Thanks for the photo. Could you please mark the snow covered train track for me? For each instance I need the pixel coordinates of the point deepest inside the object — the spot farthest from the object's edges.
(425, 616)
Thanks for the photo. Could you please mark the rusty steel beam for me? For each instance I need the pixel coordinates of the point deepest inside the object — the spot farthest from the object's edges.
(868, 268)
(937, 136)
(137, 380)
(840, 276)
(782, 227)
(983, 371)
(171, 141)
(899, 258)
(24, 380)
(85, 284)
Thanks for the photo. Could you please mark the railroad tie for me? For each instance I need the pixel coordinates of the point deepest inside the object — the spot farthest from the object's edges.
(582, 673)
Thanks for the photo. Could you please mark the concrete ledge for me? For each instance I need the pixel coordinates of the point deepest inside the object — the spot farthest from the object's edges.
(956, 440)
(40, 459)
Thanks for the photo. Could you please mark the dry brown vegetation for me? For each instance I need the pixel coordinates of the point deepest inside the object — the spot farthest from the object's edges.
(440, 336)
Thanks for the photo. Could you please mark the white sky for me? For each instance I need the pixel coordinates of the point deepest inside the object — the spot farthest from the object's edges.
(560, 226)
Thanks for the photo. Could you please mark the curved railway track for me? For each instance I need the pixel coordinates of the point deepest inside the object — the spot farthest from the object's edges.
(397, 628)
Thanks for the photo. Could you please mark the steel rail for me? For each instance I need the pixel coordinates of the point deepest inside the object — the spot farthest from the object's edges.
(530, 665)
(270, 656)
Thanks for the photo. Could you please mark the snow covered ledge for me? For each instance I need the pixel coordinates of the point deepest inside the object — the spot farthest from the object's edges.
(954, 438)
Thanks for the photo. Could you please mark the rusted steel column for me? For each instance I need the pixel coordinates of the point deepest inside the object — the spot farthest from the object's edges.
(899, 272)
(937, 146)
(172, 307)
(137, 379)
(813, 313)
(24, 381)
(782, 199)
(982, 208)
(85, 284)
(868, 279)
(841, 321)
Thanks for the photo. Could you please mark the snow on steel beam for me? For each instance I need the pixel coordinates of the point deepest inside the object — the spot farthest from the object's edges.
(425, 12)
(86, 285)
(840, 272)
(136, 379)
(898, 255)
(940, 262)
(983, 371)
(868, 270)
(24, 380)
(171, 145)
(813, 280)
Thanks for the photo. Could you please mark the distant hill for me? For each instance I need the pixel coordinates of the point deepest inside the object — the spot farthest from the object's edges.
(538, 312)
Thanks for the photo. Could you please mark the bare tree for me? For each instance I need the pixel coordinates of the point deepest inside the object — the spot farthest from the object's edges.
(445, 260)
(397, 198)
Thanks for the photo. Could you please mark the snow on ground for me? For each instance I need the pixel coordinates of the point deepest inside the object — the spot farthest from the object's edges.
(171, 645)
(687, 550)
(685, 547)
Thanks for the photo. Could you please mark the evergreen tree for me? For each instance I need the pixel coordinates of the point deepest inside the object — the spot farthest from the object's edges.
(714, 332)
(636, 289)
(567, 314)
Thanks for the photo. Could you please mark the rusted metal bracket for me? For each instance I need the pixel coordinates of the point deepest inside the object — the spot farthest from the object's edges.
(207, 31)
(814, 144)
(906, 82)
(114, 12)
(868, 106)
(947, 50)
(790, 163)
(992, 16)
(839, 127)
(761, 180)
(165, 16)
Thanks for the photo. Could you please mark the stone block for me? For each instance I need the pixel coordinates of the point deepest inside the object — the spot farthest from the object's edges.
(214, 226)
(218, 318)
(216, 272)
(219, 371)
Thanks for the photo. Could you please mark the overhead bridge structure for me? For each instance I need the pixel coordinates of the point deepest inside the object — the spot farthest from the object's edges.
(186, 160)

Task prompt -
Recast every line of the records above as a JSON list of strings, with one string per line and any blank lines left out.

Written response -
[
  "Thanks for the photo. Could you please mark the snow covered train track for me? For each instance I need the pixel coordinates of the point deepest inside the object — the spot farthest from the object's edges.",
  "(425, 616)",
  "Thanks for the photo. Could you please mark the rusty steel beam for me? For each instance I need the pixel coordinates of the point deepest inside the object — the spot farthest from the object's edges.",
  "(868, 268)",
  "(937, 136)",
  "(137, 380)",
  "(840, 276)",
  "(782, 227)",
  "(983, 371)",
  "(171, 141)",
  "(899, 258)",
  "(24, 380)",
  "(85, 284)",
  "Thanks for the photo. Could you please mark the railroad tie for me? For each instance I need the pixel coordinates of the point deepest inside the object — the spot farthest from the object's edges.",
  "(582, 673)",
  "Thanks for the photo. Could you please mark the concrete ledge for me? For each instance I need the pixel coordinates of the point deepest inside the object — the spot farthest from the object's edges.",
  "(956, 440)",
  "(40, 459)",
  "Thanks for the photo. Could you please mark the dry brown vegetation for me? For each instance I need the pixel coordinates of the point deepest inside the object — the spot farthest from the object's edges.",
  "(440, 336)",
  "Thanks for the photo. Could you please mark the white sky for me? For each instance I need the pixel coordinates of the point deepest inside the object — the spot farthest from the object's edges.",
  "(560, 226)",
  "Thanks for the photo. Could you please mark the curved railway track for me? For each instance I need the pixel coordinates of the point deepest inside the object — the spot farthest from the object's edges.",
  "(397, 628)",
  "Thanks for the photo. Could you please mark the steel rail for me? For each instance I need the pixel coordinates of the point deepest inside the object — the spot farthest from the object's edges.",
  "(530, 665)",
  "(270, 656)",
  "Thanks for the photo. Could you please mark the snow covered ledge for me? For each instance I need the pixel coordinates of the point deepest inside the object — the spot farthest from the object's edges.",
  "(954, 438)",
  "Thanks for the photo. Could you please mark the rusted steel column for me? For each instance I need the pixel coordinates of the point deepest inside the object — the spot farthest from the object's edges.",
  "(899, 272)",
  "(937, 146)",
  "(172, 307)",
  "(137, 379)",
  "(813, 313)",
  "(24, 381)",
  "(782, 199)",
  "(982, 208)",
  "(85, 284)",
  "(868, 279)",
  "(841, 321)",
  "Thanks for the photo. Could you please mark the snow on steel beam for me? For each instance I need the pixel coordinates of the point deepest inside the object — the spot farthest from the object's edges.",
  "(425, 12)",
  "(86, 285)",
  "(840, 272)",
  "(136, 379)",
  "(898, 255)",
  "(940, 262)",
  "(983, 371)",
  "(868, 270)",
  "(24, 380)",
  "(171, 145)",
  "(813, 280)",
  "Thanks for the photo. Could you please mark the distant hill for me? For each instance I need the pixel coordinates of the point deepest inside the object — the spot farthest from the object's edges.",
  "(538, 312)",
  "Thanks for the photo. Could you please mark the bare tree for me? For each instance I need the pixel coordinates of the point deepest inside the object — the spot farthest from the object's edges.",
  "(445, 260)",
  "(397, 198)",
  "Thanks for the photo. Could you please mark the snow on ground for me? For each instance I need the pixel coordinates of the point deepest inside the object — the spot farthest from the object's edges.",
  "(171, 645)",
  "(687, 550)",
  "(685, 547)",
  "Thanks for the photo. Could you please mark the evergreen tree for me? For each instance I need the pixel coordinates of the point deepest inside the object — the spot farthest from the object's edges.",
  "(714, 332)",
  "(636, 289)",
  "(567, 314)",
  "Thanks for the photo. Could you please mark the rusted metal bracket for me? For each instance I need the pixel coordinates of the point deepest inside the object — the spot farthest from the object's edges.",
  "(207, 31)",
  "(814, 144)",
  "(906, 82)",
  "(114, 12)",
  "(868, 106)",
  "(947, 50)",
  "(790, 163)",
  "(992, 16)",
  "(839, 127)",
  "(761, 180)",
  "(165, 16)",
  "Thanks for the photo. Could you please mark the stone block for me? For each instance I need the pixel coordinates of the point deepest inside the object — the spot farthest from the object's edges.",
  "(214, 226)",
  "(218, 318)",
  "(216, 272)",
  "(219, 371)",
  "Thanks for the photo. Could you please mark the overhead bridge structure for me? For each instance I need the pixel coordinates of the point deepest inside the object — the spot farthest from the object's edges.",
  "(186, 160)"
]